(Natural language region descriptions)
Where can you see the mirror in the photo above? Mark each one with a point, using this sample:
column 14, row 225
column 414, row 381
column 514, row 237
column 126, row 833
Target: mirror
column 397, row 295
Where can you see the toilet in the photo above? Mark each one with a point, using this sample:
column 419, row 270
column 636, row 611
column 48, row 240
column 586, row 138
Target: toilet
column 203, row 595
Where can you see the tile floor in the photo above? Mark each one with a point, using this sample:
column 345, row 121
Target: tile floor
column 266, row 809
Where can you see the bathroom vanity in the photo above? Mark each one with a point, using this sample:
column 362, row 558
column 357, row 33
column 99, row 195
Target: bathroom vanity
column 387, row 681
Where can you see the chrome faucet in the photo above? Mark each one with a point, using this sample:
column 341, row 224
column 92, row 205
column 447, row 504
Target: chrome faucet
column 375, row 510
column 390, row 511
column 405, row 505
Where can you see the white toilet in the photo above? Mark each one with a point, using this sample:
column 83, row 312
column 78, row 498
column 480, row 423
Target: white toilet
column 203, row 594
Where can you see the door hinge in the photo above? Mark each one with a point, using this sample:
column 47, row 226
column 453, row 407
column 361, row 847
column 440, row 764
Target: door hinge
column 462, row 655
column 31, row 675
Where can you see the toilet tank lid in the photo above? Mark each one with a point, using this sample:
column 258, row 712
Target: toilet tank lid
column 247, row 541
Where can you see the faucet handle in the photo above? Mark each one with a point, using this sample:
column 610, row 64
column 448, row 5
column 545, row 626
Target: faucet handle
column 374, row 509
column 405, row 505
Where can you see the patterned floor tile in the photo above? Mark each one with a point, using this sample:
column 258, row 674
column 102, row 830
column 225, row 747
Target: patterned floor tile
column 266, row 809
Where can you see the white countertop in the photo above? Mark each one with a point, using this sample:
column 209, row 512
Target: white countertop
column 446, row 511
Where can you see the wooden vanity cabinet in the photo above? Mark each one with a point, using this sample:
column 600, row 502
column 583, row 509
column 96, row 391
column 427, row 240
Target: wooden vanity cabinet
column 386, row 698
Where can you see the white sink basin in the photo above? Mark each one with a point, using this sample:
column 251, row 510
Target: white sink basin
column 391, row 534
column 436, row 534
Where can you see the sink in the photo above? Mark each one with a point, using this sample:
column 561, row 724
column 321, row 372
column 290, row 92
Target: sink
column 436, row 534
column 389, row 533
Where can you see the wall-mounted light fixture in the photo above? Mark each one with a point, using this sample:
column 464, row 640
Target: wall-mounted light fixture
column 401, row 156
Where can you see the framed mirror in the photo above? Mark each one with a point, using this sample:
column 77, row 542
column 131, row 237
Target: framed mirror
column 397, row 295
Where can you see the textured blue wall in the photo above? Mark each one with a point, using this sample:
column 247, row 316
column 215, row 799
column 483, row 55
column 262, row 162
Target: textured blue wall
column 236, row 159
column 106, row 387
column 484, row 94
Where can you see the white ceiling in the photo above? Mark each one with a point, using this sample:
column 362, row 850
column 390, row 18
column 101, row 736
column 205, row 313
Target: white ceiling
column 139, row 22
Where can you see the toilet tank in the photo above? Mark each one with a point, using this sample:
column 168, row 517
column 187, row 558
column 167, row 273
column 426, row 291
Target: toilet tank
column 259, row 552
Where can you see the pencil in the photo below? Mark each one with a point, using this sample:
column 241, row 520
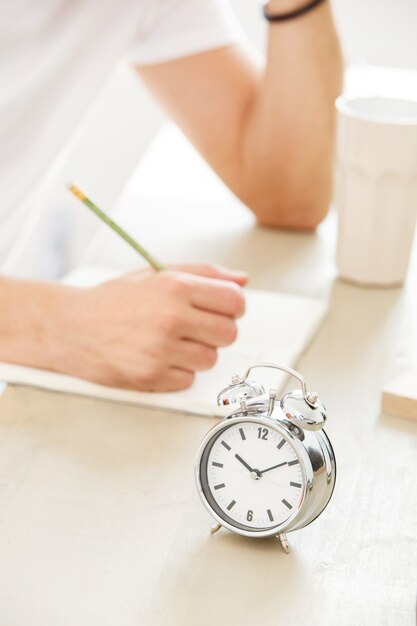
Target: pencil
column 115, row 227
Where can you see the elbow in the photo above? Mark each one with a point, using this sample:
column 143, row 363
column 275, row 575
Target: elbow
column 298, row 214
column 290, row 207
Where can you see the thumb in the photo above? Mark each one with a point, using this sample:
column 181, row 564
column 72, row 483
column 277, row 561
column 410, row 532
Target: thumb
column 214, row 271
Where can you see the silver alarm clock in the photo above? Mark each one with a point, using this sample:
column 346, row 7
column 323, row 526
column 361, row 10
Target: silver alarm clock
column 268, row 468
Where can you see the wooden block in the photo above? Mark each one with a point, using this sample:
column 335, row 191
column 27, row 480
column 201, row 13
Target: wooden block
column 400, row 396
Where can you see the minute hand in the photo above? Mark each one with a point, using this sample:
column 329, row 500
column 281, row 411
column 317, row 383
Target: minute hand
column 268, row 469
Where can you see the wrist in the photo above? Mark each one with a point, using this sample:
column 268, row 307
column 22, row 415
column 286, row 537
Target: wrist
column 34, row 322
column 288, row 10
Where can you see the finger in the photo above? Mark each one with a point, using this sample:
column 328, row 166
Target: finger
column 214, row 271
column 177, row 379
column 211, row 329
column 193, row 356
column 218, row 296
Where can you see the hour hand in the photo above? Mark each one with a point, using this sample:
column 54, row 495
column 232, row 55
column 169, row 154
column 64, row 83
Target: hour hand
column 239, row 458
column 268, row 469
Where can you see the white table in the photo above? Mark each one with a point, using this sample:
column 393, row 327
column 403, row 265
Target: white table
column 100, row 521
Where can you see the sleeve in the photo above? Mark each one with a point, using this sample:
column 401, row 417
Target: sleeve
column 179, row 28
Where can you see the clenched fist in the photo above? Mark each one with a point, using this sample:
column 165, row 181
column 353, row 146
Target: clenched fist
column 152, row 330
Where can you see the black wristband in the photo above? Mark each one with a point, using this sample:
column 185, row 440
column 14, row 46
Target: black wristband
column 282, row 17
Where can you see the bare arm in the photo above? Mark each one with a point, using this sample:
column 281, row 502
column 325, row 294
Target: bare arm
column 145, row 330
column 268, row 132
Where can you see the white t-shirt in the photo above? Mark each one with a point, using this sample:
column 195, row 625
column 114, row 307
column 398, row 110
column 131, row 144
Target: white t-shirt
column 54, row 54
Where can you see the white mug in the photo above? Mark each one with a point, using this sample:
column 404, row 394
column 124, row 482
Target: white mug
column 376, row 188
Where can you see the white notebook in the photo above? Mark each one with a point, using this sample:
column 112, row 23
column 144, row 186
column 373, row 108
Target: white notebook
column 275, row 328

TASK TO COMPLETE
Look back at the entries above. Retype the line with "column 209, row 512", the line with "column 561, row 724", and all lines in between.

PROBLEM SOLUTION
column 209, row 512
Target: white countertop
column 446, row 511
Where can you see the wooden vanity cabinet in the photo above? Mark each one with a point, using this sample:
column 600, row 502
column 583, row 509
column 96, row 391
column 427, row 240
Target: wooden vanity cabinet
column 386, row 698
Where can you see the white sink basin in the photo above? Mark each one with a point, using this sample:
column 251, row 510
Target: white sink basin
column 391, row 534
column 436, row 534
Where can you see the sink in the photo above? Mark each one with a point, using this sample:
column 561, row 724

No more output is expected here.